Work to be completed>
Quote, exactly, the line holding "The call MUST return, for every instance of the wind" and all lines after it to the end of the records below. Exclude pictures.
>> START Entries provided
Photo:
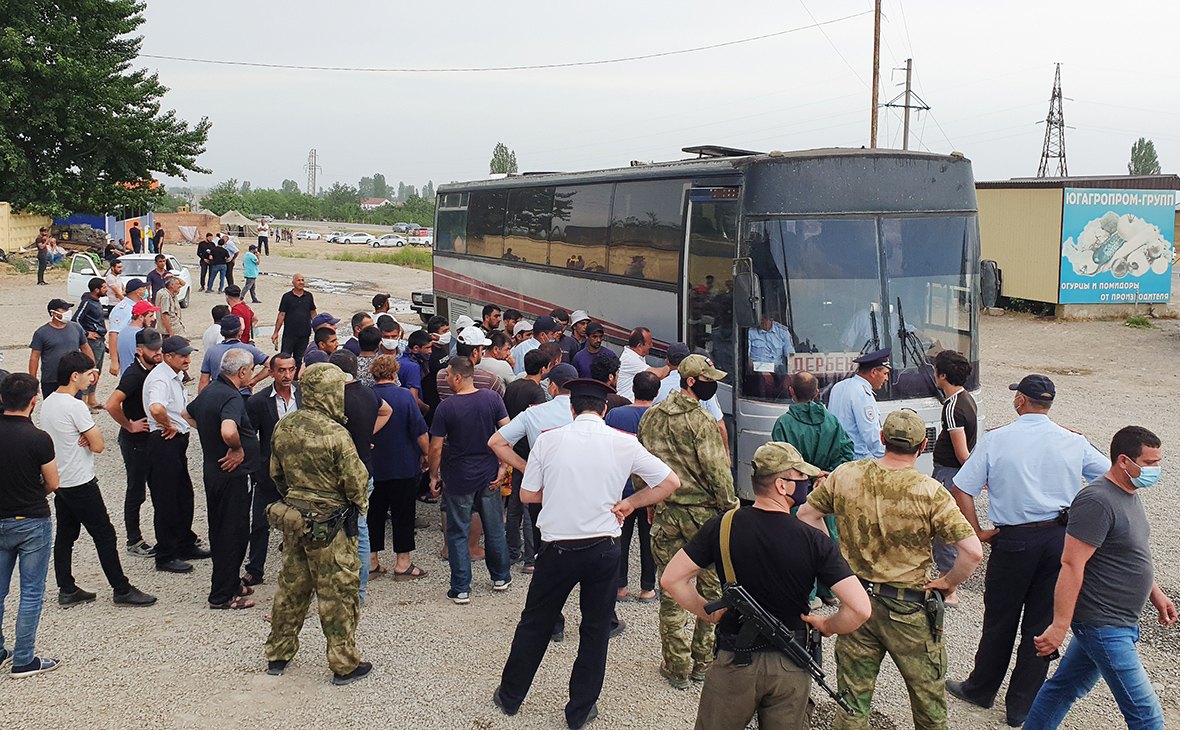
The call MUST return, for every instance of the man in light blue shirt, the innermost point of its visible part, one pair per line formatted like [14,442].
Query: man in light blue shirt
[853,405]
[1033,469]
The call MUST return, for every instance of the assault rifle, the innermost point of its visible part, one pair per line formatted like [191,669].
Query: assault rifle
[736,599]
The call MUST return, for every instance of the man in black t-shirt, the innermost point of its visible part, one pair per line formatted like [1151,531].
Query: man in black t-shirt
[31,473]
[956,438]
[775,558]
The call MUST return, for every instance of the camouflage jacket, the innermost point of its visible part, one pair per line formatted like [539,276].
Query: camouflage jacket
[886,519]
[684,436]
[313,460]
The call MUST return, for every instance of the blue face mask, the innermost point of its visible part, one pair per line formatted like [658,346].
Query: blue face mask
[1147,477]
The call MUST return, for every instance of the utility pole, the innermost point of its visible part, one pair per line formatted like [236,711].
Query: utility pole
[312,169]
[877,70]
[1054,133]
[908,96]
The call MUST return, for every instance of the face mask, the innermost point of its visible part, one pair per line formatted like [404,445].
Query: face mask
[1147,477]
[705,389]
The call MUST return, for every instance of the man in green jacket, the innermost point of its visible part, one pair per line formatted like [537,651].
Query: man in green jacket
[819,438]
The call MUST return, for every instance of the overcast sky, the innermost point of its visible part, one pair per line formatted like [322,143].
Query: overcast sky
[985,68]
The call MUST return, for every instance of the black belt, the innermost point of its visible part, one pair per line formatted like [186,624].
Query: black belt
[892,592]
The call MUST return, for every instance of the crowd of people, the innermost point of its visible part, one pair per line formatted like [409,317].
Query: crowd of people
[548,454]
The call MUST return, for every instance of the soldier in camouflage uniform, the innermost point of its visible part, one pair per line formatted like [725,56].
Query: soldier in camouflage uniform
[316,469]
[684,436]
[887,512]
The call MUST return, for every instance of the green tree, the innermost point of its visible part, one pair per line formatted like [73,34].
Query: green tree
[1142,158]
[503,160]
[78,123]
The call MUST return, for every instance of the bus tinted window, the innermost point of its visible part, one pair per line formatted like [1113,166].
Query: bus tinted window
[581,218]
[647,229]
[526,225]
[485,223]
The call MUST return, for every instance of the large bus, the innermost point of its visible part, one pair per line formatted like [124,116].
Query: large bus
[846,251]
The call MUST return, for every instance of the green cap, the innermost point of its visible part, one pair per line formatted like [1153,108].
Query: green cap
[699,366]
[904,428]
[778,456]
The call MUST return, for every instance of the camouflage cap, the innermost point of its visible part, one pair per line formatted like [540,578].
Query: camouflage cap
[778,456]
[699,366]
[904,428]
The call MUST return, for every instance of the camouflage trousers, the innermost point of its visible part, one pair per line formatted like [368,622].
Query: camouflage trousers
[672,530]
[333,574]
[900,630]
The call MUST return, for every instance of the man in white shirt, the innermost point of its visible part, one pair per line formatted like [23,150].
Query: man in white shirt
[168,451]
[578,472]
[78,500]
[633,360]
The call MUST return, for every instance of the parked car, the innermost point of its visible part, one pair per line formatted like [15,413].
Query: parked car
[358,237]
[389,239]
[83,268]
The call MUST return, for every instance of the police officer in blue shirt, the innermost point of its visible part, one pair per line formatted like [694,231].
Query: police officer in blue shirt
[853,405]
[1031,468]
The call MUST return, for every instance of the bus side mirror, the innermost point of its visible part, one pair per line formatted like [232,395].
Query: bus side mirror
[747,298]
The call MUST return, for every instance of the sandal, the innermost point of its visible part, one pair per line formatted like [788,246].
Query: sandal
[411,573]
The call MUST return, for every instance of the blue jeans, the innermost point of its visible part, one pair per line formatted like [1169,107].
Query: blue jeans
[1099,651]
[214,273]
[27,540]
[459,508]
[362,547]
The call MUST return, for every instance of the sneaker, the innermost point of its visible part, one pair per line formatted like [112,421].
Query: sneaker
[142,550]
[133,597]
[361,671]
[73,598]
[37,666]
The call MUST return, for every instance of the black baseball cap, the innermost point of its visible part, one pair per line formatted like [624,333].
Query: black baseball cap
[1036,387]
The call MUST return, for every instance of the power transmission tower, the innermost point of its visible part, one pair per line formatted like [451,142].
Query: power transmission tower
[908,94]
[312,169]
[1054,133]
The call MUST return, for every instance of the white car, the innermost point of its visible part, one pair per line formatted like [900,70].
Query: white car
[135,265]
[358,237]
[389,239]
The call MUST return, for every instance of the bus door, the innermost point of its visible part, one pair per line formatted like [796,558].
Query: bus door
[707,319]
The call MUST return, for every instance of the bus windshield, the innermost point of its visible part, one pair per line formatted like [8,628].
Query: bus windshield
[836,288]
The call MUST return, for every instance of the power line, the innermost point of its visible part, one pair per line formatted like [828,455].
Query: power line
[489,68]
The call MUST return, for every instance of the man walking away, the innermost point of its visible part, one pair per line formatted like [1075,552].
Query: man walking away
[126,408]
[26,533]
[78,501]
[230,448]
[321,478]
[1027,491]
[1106,578]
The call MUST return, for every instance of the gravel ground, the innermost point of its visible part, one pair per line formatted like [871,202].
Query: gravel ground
[179,665]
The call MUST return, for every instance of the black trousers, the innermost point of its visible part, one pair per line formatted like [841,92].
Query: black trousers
[561,566]
[264,494]
[647,563]
[1022,576]
[79,507]
[228,500]
[395,499]
[171,495]
[135,461]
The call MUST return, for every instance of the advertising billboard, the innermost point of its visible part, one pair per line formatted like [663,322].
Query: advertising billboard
[1116,245]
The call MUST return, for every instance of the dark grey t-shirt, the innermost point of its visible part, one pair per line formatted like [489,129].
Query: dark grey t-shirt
[1119,576]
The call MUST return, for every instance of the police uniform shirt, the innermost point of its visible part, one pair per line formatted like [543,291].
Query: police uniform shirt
[1031,468]
[533,420]
[582,468]
[853,405]
[771,349]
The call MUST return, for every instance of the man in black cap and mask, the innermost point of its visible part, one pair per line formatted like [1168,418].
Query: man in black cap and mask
[581,543]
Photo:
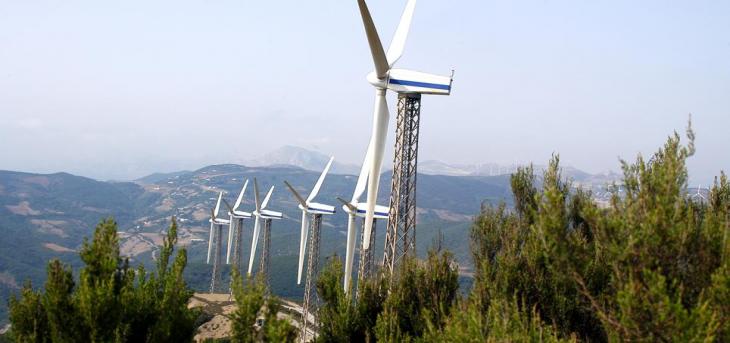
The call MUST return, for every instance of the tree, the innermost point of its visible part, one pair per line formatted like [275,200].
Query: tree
[112,301]
[650,265]
[254,306]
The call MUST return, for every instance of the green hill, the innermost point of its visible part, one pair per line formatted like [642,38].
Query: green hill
[47,216]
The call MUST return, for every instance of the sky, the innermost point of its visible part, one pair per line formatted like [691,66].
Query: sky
[118,90]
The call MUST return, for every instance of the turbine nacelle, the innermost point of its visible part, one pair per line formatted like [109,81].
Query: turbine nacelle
[240,214]
[405,81]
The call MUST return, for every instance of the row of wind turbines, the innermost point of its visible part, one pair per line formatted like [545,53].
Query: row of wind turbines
[310,210]
[406,84]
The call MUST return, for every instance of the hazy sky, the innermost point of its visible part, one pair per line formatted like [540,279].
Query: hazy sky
[121,89]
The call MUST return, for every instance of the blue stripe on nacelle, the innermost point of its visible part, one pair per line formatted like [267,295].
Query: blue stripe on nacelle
[378,213]
[320,210]
[420,84]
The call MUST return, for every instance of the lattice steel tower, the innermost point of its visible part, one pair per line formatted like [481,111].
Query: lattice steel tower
[215,278]
[266,253]
[310,291]
[366,256]
[400,237]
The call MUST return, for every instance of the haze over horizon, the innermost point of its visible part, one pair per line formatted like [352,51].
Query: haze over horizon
[122,90]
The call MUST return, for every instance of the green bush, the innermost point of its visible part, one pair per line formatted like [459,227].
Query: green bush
[112,302]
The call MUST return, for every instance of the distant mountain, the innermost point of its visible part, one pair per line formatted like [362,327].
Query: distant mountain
[45,216]
[578,176]
[157,177]
[302,158]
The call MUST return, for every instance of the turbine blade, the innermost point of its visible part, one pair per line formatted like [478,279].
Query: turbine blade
[256,228]
[380,133]
[350,253]
[230,209]
[318,185]
[296,195]
[231,228]
[376,47]
[267,198]
[256,194]
[218,204]
[350,206]
[240,195]
[363,178]
[210,241]
[395,51]
[302,245]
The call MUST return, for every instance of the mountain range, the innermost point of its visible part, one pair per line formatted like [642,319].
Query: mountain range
[45,216]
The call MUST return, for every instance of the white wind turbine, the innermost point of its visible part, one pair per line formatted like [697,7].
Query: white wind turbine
[261,213]
[699,194]
[399,80]
[355,209]
[216,232]
[308,206]
[235,229]
[215,222]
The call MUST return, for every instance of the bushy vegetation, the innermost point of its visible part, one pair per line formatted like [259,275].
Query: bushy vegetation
[110,302]
[651,265]
[255,318]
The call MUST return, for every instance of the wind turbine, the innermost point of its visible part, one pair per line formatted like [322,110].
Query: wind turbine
[308,206]
[216,233]
[316,210]
[235,229]
[699,194]
[261,213]
[401,81]
[355,209]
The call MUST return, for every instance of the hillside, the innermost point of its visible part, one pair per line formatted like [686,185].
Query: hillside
[47,216]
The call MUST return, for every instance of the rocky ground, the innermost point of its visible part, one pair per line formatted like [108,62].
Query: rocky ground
[215,322]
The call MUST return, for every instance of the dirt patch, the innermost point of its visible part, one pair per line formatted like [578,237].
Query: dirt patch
[136,245]
[95,209]
[451,216]
[8,279]
[216,328]
[156,238]
[38,180]
[23,209]
[54,227]
[200,214]
[166,206]
[57,248]
[218,307]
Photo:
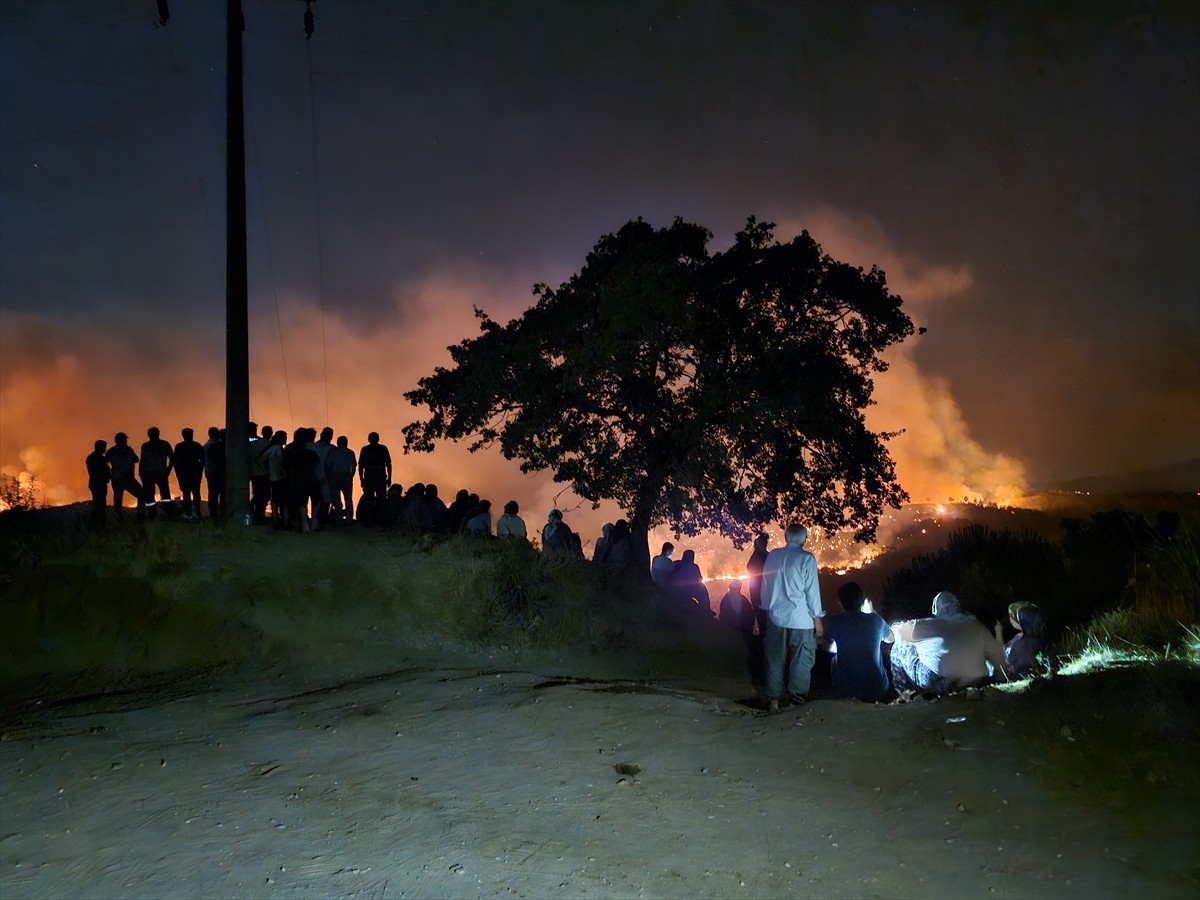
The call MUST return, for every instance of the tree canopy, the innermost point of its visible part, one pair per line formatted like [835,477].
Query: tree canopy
>> END Entries provided
Solution to the problem>
The call MUST return, for every instance of the wind turbine, the innermost point of its visible part, one pair per line formatted like [322,110].
Query: wind turbine
[308,206]
[216,233]
[316,210]
[235,229]
[699,194]
[261,213]
[401,81]
[355,209]
The call MUST return, for every instance of the hillside, the innermost point of its visible part, one pair per line formatted like [686,185].
Query: hillside
[47,216]
The call MUST return, for every instance of the rocky ground, the innermost point of its visible part, one pair per line formatted like [108,62].
Query: rocky ground
[215,322]
The call MUST return, for every instance of the dirt patch, the innermost point of its visible part, one pair per line formatted like [578,237].
Query: dirt patch
[136,245]
[95,209]
[451,216]
[8,279]
[216,328]
[156,238]
[38,180]
[23,209]
[54,227]
[200,214]
[166,206]
[57,248]
[218,307]
Photo:
The call MUST return, for every instance of the tree canopy, the innermost point of its visible part, one pair per line formatted like [835,477].
Query: tree canopy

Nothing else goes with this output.